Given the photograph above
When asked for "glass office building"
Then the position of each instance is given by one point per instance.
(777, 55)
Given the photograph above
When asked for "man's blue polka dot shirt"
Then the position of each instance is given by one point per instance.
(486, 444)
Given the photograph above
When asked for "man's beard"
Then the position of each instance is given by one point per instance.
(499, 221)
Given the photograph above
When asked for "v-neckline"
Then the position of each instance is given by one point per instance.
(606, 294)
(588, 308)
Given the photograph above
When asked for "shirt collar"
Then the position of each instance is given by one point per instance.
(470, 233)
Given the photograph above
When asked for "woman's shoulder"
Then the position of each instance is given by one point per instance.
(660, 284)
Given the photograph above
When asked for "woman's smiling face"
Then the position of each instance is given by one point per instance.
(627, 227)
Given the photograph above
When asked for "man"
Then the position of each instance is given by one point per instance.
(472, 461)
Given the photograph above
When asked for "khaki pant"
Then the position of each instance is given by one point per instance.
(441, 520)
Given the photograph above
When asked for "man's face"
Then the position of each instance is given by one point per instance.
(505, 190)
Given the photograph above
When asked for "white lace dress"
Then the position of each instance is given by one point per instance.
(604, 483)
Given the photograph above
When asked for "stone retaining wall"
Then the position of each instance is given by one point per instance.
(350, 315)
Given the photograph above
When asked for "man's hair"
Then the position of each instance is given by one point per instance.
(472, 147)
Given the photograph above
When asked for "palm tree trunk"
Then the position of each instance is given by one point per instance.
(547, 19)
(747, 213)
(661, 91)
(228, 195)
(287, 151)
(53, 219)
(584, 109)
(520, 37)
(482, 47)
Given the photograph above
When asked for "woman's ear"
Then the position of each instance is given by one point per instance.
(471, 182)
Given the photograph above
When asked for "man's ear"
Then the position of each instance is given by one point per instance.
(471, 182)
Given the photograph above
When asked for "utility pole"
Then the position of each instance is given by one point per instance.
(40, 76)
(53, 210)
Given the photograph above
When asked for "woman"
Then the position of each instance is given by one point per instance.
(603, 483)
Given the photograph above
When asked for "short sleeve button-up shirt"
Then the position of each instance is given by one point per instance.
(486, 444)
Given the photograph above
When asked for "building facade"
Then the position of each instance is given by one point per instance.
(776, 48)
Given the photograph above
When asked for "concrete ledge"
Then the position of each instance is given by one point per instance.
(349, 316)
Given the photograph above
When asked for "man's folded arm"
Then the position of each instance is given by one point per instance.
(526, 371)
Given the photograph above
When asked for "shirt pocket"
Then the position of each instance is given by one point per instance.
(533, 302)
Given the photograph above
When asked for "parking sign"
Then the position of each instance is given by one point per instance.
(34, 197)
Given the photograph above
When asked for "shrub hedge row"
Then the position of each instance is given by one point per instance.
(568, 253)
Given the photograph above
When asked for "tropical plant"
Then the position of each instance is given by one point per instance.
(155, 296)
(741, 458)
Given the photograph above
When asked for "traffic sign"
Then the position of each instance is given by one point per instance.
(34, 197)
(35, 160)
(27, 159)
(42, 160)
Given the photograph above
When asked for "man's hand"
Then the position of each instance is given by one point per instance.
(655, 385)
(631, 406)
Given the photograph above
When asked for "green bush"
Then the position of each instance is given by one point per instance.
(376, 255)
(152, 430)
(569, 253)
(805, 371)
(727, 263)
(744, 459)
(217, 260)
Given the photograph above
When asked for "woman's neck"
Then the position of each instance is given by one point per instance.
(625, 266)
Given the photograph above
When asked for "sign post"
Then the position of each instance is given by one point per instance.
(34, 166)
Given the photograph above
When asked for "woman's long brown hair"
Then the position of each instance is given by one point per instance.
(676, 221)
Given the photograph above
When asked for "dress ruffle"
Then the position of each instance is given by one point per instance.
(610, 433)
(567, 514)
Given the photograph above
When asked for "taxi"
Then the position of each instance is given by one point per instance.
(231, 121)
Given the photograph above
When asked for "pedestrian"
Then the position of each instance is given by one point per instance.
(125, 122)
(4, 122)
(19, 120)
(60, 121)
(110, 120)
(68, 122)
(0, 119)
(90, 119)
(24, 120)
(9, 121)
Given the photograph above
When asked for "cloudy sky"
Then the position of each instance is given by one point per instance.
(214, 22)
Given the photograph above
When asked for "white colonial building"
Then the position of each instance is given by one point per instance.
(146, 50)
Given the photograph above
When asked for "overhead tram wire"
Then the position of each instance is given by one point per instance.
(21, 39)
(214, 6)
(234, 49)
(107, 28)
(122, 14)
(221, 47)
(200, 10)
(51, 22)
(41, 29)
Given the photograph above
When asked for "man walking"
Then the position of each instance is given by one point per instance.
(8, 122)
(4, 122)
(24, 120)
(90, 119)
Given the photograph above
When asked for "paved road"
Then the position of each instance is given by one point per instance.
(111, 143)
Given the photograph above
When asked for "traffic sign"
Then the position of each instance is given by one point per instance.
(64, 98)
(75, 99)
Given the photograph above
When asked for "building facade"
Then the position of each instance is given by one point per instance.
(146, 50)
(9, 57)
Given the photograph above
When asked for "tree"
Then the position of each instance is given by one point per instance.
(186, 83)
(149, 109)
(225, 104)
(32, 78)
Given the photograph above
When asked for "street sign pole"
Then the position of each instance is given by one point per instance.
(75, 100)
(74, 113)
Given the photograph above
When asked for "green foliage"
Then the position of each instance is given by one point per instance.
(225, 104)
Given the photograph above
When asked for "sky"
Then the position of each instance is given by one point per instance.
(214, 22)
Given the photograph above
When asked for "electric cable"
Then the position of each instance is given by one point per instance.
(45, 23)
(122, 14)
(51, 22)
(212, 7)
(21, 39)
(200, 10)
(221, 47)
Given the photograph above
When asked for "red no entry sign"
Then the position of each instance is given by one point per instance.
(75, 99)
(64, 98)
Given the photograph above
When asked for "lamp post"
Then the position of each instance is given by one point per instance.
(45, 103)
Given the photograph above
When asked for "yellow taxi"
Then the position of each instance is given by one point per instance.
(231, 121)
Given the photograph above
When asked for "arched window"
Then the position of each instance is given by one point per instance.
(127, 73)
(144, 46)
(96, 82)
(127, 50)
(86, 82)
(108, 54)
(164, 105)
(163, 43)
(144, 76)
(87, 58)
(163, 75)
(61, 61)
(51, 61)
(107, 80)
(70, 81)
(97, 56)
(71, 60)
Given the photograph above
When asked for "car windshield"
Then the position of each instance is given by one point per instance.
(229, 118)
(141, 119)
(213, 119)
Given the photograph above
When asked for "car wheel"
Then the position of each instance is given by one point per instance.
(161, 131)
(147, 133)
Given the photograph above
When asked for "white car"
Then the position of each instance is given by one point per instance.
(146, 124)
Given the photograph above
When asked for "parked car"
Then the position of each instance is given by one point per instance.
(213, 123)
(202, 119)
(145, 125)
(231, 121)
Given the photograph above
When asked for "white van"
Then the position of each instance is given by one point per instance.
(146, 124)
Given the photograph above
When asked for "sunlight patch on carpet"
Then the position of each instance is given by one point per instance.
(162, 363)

= = = =

- [Written problem]: Every line above needs to be retyped exactly.

- [Task result]:
Given the photograph above
When asked for "glass office building"
Then the position of each instance is given by one point per instance.
(777, 55)
Given the photograph above
When asked for "man's blue polka dot shirt"
Then the position of each instance is given by one point per instance.
(486, 444)
Given the photograph above
When asked for "man's beard"
Then the position of each instance is given by one point per instance.
(499, 221)
Given the photograph above
When asked for "v-neckline"
Then the position of each instance is given by one point per instance.
(606, 294)
(588, 308)
Given the photograph above
When asked for "shirt collar"
Then the position of each instance is given by one point per instance.
(470, 233)
Given the photograph above
When asked for "woman's shoulder"
Then the position of each instance is given by one point per instance.
(660, 284)
Given the photograph above
When asked for "woman's smiling face"
Then the position of each instance is given by one point per instance.
(627, 227)
Given the photograph above
When asked for "man"
Then the position of each instance is given by one point per instance.
(472, 461)
Given the photograph above
When asked for "khaki pant"
Then the position of each instance is given by one point per instance.
(441, 520)
Given the photograph above
When asked for "man's face"
Then the position of each instance is given by one point per instance.
(505, 190)
Given the photograph above
When asked for "white lace dress"
Then the position of each instance is given by one point per instance.
(604, 483)
Given the photograph above
When asked for "stone retaining wall"
Then the position of each instance is given by one point per instance.
(350, 315)
Given the photograph above
When asked for "man's hair"
Then the position of each instance is given by one point per instance.
(472, 147)
Given the photograph above
When asked for "palm tree trunk"
Then the position of each instance is given by one point per instance.
(547, 19)
(747, 213)
(661, 91)
(228, 195)
(287, 151)
(53, 219)
(584, 109)
(520, 37)
(482, 47)
Given the photograph above
When asked for "woman's ear"
Then the position of each instance is given by one point per instance.
(471, 182)
Given the photograph above
When asked for "man's ear"
Then the position of each instance is given by one point per instance.
(471, 182)
Given the photograph above
When asked for "utility pole"
Then the position of each instance is given by one point per instance.
(40, 76)
(53, 210)
Given the photograph above
When asked for "woman"
Then the position of each instance is given by one point per instance.
(603, 483)
Given the photograph above
When asked for "short sleeve button-up shirt"
Then the position of each instance is given by one point per instance.
(486, 444)
Given the photograph above
When asked for "building facade"
Then the position of each instance is given by one point per instance.
(776, 48)
Given the photograph above
When asked for "concrete ledge"
Then the position of each instance is given by one point per instance.
(349, 316)
Given the photograph above
When asked for "man's folded arm"
Then the position of each instance is given by one point per instance.
(526, 371)
Given the photograph above
When asked for "shirt pocket"
Then the position of each instance is given by one point per instance.
(533, 302)
Given the photograph above
When asked for "parking sign"
Then the position of each instance is given by one point per instance.
(34, 197)
Given the photograph above
When asked for "shrub hedge row"
Then the position of each instance is given by one point per instance.
(568, 253)
Given the photograph above
When asked for "tropical plant"
Then the position of each instance is given by one point per instance.
(155, 296)
(741, 458)
Given the photograph above
When asked for "traffic sign"
Then the position of each instance is given by one point per instance.
(34, 197)
(35, 160)
(27, 159)
(42, 160)
Given the photograph above
When asked for "man's hand"
Then the position of each instance is given by one point per instance.
(655, 385)
(631, 406)
Given the photograph above
When asked for "green bush"
Then the position of each instance is given by one point per instance.
(376, 255)
(152, 430)
(569, 253)
(805, 371)
(727, 263)
(744, 459)
(217, 260)
Given the photograph above
When asked for "woman's neck"
Then the position of each instance is given by one point per instance.
(625, 266)
Given the photograph above
When asked for "sign post"
Then the position of each instance is given by one point per instance.
(34, 166)
Given the photograph above
When asked for "woman's long brown hair"
Then the position of each instance is given by one point per instance.
(676, 221)
Given the photograph above
When asked for "dress ruffle"
Then the position of each instance is given by one point per instance.
(610, 433)
(567, 514)
Given the photograph above
When asked for "taxi"
Then the position of each instance is given by one point per instance.
(231, 121)
Given the photograph above
When asked for "pedestrian"
Then the position of each instance is given by one point per instance.
(125, 122)
(4, 122)
(19, 120)
(60, 121)
(110, 120)
(68, 122)
(0, 119)
(90, 119)
(24, 120)
(9, 121)
Given the photograph above
When asked for "cloudy sky"
Then the position of each instance is given by one point per instance.
(214, 22)
Given the photograph above
When asked for "white colonial building"
Then the position of each instance is given by one point per instance.
(146, 50)
Given the photograph above
When asked for "overhead tram wire"
Then the position of each instance is given by one point per instance.
(21, 39)
(214, 6)
(234, 49)
(107, 28)
(122, 14)
(221, 47)
(200, 10)
(51, 22)
(41, 29)
Given the photograph above
When asked for "man walking"
Then the position of each instance is given by one point per instance.
(8, 122)
(4, 122)
(24, 120)
(90, 119)
Given the photograph above
When asked for "paved road"
Then the position of each instance is given by one point per instance.
(111, 143)
Given the photograph above
When asked for "traffic sign"
Then the position of each instance is given by one point per instance.
(64, 98)
(75, 99)
Given the photograph above
When asked for "building facade"
Then the position of each instance is given by one point per instance.
(146, 50)
(9, 57)
Given the photograph above
When asked for "tree"
Then the position of each instance is given by one point per instance.
(186, 83)
(149, 109)
(225, 104)
(32, 78)
Given the photograph above
When asked for "street sign pole"
Then the position of each instance is given by one point per instance.
(75, 100)
(74, 113)
Given the photograph above
When asked for "green foliage"
Then the position of each instance is given by one point per instance.
(225, 104)
Given the photograph above
When asked for "sky"
Then the position of each instance is given by one point per instance.
(214, 22)
Given the photograph above
When asked for "electric cable"
Then the position of each instance is given by one point per instance.
(45, 23)
(122, 14)
(51, 22)
(212, 7)
(21, 39)
(200, 10)
(221, 47)
Given the photograph above
When asked for "red no entry sign"
Then the position of each instance is given by one point per instance.
(75, 99)
(64, 98)
Given the photograph above
When asked for "lamp post"
Then the position of each instance is given by one point per instance.
(45, 103)
Given the photograph above
When asked for "yellow taxi"
Then the position of each instance is given by one point per instance.
(231, 121)
Given the photograph above
When asked for "arched window"
Then the position of each instance is given by one point per instance.
(127, 73)
(144, 46)
(96, 82)
(127, 50)
(86, 82)
(108, 54)
(164, 105)
(163, 43)
(144, 76)
(87, 58)
(163, 75)
(61, 61)
(51, 61)
(107, 80)
(70, 81)
(97, 56)
(71, 60)
Given the photograph above
When asked for "car windshield"
Then the position of each instance is given by one point per instance.
(229, 118)
(141, 119)
(213, 119)
Given the photograph above
When asked for "car wheel"
Then the position of each instance is given by one point per instance.
(161, 131)
(147, 133)
Given the photograph above
When asked for "white car"
Then the position of each instance is given by one point per instance.
(146, 124)
Given the photograph above
When asked for "parked car"
Then the position of each instance is given by one point per instance.
(213, 123)
(202, 119)
(145, 125)
(231, 121)
Given the photograph above
When asked for "white van"
Then the position of each instance is given by one point per instance.
(146, 124)
Given the photograph above
When asked for "sunlight patch on carpet"
Then the position of each instance is given by one point per instance.
(162, 363)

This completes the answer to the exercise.